▶ [Set of tasks]:
**A)** Translate this sentence from the history of the CPBS site into Spanish: "He applied for the land and moved his family to the site in 1912."
**B)** In the history of the CPBS site, from which university's dental school did Dr. S. P. Gainsforth graduate?

▶ [Extracted text]:
+ + + + + + +

Looking back in time, the South Platte River once flowed over the current site of CPBS. This is confirmed by gravels found in the soil up on the ridge. The exposed faces of the canyons are composed of volcanic ash in many places. If you get the chance, take a walk with Dr. Robert Diffendal and listen to him explain the geological history of the site. It is a very informative, brisk walk.
In more recent history, the site was used by Native Americans. The canyons are home to many game species they hunted for food and the North Platte River flowed nearby. At times, gazing across the prairie you can almost image a large herd of bison grazing as they migrated through the area. Both the California and Mormon trails were just across the river, so it is possible the immigrants came over to gather wood or hunt for meat. It is also possible that the large herds of cattle driven up the Texas Trail to the railroad in Ogallala would have used the site to feed and water before being loaded onto the railcars headed east.
In 1911 Dr. S. P. Gainsforth learned that there was homestead land available in the area. He applied for the land and moved his family to the site in 1912. They proved up on the homestead in 1919. Dr. Gainsforth was a graduate of Northwestern University's Dental School and opened an office in the nearby town of Ogallala. One day a week he rode horseback to the train station in Lemoyne on the north side of the river to catch the train to Lewellen where he also provided dental care.

+ + + + + + +

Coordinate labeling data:
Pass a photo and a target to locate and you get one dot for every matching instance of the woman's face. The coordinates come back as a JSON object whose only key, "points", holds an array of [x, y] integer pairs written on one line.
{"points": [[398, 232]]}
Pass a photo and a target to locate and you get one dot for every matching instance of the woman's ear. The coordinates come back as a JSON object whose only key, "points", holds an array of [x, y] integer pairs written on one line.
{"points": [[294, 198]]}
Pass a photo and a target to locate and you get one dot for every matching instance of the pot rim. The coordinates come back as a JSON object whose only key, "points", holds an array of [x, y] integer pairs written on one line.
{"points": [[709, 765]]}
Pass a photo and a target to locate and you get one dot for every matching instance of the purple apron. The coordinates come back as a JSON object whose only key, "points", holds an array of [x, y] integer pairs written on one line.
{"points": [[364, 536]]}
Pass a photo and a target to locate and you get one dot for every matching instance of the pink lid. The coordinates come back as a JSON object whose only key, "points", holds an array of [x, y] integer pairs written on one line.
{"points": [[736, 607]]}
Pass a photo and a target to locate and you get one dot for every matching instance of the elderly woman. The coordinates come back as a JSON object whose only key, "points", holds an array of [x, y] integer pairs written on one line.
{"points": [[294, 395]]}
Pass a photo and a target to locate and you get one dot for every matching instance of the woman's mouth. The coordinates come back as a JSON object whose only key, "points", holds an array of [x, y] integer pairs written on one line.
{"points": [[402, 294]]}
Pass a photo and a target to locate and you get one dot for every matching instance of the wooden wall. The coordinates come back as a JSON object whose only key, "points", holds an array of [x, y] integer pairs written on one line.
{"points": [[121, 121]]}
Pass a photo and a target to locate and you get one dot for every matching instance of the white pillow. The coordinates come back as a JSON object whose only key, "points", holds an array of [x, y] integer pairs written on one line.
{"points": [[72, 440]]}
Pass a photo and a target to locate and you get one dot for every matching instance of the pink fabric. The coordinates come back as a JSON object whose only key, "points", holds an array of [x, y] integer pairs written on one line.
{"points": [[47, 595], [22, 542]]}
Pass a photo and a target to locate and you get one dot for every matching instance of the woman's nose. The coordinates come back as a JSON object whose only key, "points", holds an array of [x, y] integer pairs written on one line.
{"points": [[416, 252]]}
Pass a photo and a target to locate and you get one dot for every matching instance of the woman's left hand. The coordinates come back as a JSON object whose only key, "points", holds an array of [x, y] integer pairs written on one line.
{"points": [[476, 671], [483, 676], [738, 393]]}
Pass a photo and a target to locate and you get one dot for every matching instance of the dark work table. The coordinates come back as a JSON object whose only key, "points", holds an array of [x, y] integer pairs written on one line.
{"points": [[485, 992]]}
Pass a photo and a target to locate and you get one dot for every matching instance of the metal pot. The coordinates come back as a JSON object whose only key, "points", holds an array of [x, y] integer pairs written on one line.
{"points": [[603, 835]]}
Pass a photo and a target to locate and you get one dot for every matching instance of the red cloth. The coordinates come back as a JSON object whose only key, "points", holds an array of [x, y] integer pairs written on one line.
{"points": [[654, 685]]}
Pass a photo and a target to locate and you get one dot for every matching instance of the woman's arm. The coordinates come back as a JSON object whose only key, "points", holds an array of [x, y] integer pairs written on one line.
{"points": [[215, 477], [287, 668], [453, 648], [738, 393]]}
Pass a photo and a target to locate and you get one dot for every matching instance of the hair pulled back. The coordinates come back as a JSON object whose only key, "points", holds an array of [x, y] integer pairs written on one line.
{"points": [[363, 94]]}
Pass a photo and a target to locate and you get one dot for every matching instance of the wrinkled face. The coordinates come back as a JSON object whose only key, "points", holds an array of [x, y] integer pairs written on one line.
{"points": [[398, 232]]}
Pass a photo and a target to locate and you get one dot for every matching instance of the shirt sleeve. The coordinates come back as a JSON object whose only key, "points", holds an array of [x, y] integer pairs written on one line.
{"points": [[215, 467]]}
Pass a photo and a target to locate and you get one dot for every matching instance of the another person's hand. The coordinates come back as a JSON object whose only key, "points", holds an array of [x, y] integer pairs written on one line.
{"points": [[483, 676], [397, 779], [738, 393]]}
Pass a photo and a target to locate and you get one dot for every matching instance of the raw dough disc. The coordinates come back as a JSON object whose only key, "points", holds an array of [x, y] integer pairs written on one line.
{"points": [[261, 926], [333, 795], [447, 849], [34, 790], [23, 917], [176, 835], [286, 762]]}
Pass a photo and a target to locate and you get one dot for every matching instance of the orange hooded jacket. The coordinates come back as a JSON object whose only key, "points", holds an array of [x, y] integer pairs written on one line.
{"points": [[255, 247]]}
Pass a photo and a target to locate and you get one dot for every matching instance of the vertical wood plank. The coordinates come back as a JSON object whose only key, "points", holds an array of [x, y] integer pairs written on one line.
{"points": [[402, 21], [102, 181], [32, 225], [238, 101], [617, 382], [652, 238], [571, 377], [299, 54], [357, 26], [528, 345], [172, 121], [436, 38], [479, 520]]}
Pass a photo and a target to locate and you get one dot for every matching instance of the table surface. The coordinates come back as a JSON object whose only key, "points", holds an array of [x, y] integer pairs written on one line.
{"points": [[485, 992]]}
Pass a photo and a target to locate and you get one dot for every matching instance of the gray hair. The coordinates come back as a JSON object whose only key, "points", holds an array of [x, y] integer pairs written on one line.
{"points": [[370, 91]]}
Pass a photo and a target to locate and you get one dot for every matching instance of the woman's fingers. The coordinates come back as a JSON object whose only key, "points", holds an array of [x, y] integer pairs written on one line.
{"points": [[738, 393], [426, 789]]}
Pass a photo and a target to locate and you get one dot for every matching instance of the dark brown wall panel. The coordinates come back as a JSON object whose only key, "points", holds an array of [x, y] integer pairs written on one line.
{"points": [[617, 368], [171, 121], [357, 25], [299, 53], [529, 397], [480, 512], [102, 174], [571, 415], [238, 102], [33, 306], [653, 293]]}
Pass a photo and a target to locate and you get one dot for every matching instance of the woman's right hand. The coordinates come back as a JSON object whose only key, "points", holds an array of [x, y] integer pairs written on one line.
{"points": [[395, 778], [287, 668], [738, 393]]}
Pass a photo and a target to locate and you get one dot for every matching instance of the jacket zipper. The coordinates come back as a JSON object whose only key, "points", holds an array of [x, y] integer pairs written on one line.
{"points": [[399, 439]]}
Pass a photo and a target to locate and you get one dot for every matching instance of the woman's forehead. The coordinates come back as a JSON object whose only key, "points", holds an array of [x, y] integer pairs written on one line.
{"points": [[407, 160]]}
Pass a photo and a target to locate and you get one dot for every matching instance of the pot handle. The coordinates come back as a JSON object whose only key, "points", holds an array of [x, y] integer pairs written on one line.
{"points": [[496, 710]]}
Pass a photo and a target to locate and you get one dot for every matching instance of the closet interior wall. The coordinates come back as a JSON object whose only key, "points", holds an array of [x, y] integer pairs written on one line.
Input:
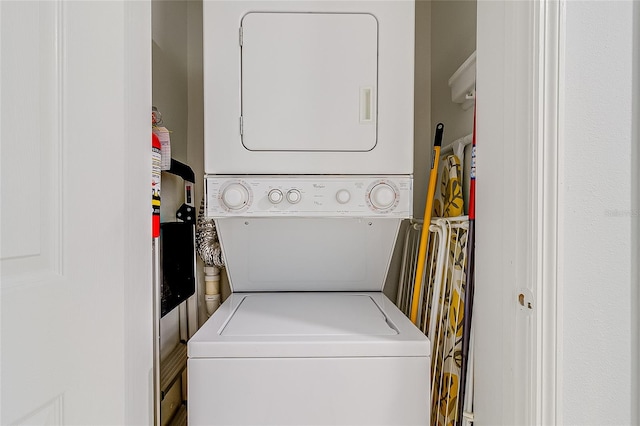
{"points": [[177, 94]]}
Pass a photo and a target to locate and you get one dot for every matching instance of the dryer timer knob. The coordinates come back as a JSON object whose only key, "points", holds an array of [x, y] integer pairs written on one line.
{"points": [[235, 196], [382, 196]]}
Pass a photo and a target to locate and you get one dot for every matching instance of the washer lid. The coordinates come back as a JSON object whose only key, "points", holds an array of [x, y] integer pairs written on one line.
{"points": [[278, 325], [295, 314]]}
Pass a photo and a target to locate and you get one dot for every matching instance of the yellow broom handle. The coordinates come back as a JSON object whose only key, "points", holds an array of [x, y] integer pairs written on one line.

+ + + + + + +

▶ [Answers for the exercise]:
**A)** Solicitó el terreno y trasladó a su familia al sitio en 1912.

**B)** He graduated from Northwestern University's Dental School.